• Questions to answer:
1. Rewrite the forum post on droplet simulation performance, beginning at the words "Without PME and" and stopping after "200 nm box.", with "workstation" changed to "desktop".
2. Extend the forum post on droplet simulation performance, picking up right after its last sentence.

• Excerpted passage:

•••••

Enhancing the simulation performance for inhomogeneous systems such as droplets

Hi,

I have run into a performance issue when simulating water vapor systems as e.g. a single ~100,000 atom TIP3P water droplet in vacuum. As such, the ~30,000 water molecules fit into a box of approx 10 x 10 x 10 nm. I place this initial water cube centered into cubic boxes of length 20, 50, 100, … 1000 nm side length, leaving a vacuum layer around the droplet.

Without PME and only cutoffs (1 nm) I have naively assumed that the mdrun performance would be almost unaffected by the simulation box size. However, while 50 time steps take about 5.5 seconds (using 1 core on my workstation, no GPU) in the 20 nm box, that already takes 25 seconds in a 100 nm box and 50 seconds in a 200 nm box.

From the time accounting at the end of the log files it becomes clear that the extra time is almost exclusively spent in Neighbor search and Force. The flops accounting shows that (although in principle the exact same interactions need to be computed for the different box sizes) actually the number of interactions that are computed (NxN*) grows with box size, in the n times larger boxes, n times the number of interactions are evaluated (I assume these are zeroed out later).

The reason seems to be that during pair search, regardless of the box size, the particles are always sorted into (in my case) a 23 by 23 grid in x and y dimensions. For the smallest box, most grid cells contain a small number of particles, but for the larger boxes, only a handful of grid cells contain a large number of particles, whereas all other cells are empty. So the particles of the droplet concentrate in less and less NS grid cells when the box gets larger.

•••••

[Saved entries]

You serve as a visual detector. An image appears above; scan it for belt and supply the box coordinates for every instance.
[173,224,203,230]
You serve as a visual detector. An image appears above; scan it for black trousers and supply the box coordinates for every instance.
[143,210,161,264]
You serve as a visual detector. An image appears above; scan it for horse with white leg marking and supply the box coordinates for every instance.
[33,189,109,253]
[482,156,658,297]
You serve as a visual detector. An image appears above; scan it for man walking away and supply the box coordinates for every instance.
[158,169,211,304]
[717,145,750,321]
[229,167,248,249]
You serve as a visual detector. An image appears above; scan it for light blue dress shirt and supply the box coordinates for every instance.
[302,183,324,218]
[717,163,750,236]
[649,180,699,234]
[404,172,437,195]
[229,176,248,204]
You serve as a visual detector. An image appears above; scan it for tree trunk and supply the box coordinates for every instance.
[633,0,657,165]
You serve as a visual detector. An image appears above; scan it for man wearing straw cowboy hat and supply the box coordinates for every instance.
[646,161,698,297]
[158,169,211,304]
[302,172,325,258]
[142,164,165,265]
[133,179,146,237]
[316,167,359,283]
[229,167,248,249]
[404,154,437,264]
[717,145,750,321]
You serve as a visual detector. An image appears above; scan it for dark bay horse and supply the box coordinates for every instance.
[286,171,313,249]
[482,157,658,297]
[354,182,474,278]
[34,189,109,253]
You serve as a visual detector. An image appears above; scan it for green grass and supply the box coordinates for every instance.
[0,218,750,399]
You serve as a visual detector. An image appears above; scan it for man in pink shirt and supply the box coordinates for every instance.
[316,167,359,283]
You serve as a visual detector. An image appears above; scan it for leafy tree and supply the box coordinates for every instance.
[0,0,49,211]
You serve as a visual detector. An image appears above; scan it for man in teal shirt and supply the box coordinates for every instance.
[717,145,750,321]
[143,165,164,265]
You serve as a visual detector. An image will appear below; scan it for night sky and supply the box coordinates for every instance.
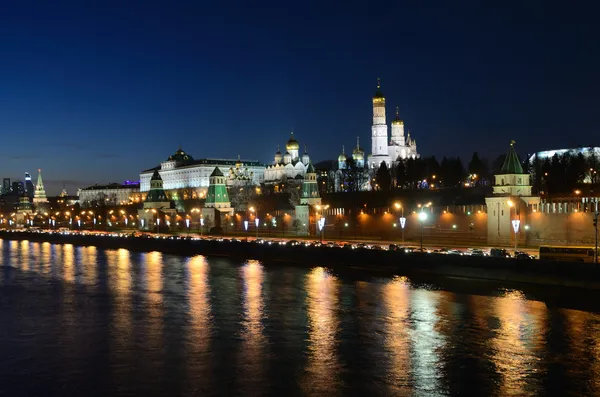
[0,0,600,194]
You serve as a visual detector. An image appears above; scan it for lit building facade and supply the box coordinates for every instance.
[77,182,145,207]
[140,148,265,198]
[264,132,310,183]
[367,80,419,169]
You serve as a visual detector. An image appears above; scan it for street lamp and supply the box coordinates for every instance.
[419,210,427,252]
[394,203,406,244]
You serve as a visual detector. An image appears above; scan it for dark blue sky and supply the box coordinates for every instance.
[0,0,600,193]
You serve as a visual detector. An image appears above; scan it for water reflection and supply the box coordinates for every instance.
[492,291,547,396]
[5,241,600,396]
[240,261,266,394]
[18,240,31,270]
[62,244,76,282]
[303,267,341,396]
[382,277,412,395]
[411,290,445,395]
[186,256,212,390]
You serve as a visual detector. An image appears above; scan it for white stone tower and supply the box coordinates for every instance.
[392,106,406,146]
[371,79,388,156]
[485,141,540,246]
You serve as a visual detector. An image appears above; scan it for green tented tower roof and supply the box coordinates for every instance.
[500,141,523,175]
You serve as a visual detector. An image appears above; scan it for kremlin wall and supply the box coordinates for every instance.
[0,82,600,248]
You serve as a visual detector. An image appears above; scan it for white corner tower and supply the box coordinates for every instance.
[371,79,388,156]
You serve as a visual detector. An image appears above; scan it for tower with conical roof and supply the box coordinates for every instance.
[202,167,233,233]
[371,79,388,158]
[138,169,177,231]
[144,169,170,204]
[352,137,365,168]
[33,168,48,204]
[493,141,531,196]
[300,163,321,205]
[485,141,540,246]
[338,145,348,170]
[285,131,300,162]
[391,106,406,146]
[204,167,231,210]
[15,192,33,226]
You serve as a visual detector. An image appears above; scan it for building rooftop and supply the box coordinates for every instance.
[500,141,523,174]
[81,183,140,190]
[142,158,264,174]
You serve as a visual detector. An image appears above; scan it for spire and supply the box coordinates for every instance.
[33,168,47,203]
[500,140,523,174]
[373,77,383,98]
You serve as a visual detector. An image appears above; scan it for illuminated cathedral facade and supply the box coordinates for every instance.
[367,80,419,169]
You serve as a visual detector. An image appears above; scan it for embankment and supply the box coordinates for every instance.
[0,232,600,290]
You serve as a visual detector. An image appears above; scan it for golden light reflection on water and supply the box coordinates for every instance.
[62,244,76,282]
[145,251,163,306]
[491,291,547,396]
[303,267,340,396]
[143,251,164,352]
[382,277,412,395]
[18,240,31,270]
[240,260,266,392]
[77,246,98,285]
[42,242,54,274]
[410,289,446,394]
[186,256,212,361]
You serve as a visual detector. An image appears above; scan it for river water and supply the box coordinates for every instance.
[0,240,600,396]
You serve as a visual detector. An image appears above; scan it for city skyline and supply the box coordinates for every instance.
[0,2,600,194]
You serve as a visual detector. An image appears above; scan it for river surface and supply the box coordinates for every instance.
[0,240,600,396]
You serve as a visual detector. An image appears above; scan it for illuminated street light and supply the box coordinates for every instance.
[419,211,427,252]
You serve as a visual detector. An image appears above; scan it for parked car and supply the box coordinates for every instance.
[490,248,511,258]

•••••

• Responses in order:
1.
Without PME and only cutoffs (1 nm) I have naively assumed that the mdrun performance would be almost unaffected by the simulation box size. However, while 50 time steps take about 5.5 seconds (using 1 core on my desktop, no GPU) in the 20 nm box, that already takes 25 seconds in a 100 nm box and 50 seconds in a 200 nm box.

2.
While the paper A flexible algorithm for calculating pair interactions … states that the search grid spacing depends also on the particle density, that does not seem to be the case in the code, where -1 is passed for the particle density in the calls to nbnxn_put_on_grid() in sim_util.cpp and nbnxm.cpp.

When I pass 100 nm-3 for the particle density of TIP3P water to nbnxm_put_on_grid(),
I am getting a good performance independent of the box size – 50 steps now only take about 4.5 seconds in all cases!

So my question would be: Shouldn’t the pair search grid dimensions also depend on
the box size and the particle density?

Best regards,
Carsten

Yes, the search grid dimensions should actually depend on the effective density of where the particles are. But to compute an effective density, the best way is to put particles on a grid … So I haven’t done that. But it would not be hard to check the effective density based on the current grid and choose a finer grid with some criterion. The question is what the overhead of that operation is.

What about using the cutoff length as grid spacing?

The cut-off can differ while the density of a system remains the same, so that is not a good measure.

An alternative that does not require to write many lines of code would be to allow to set a density with an environment variable (or .mdp parameter).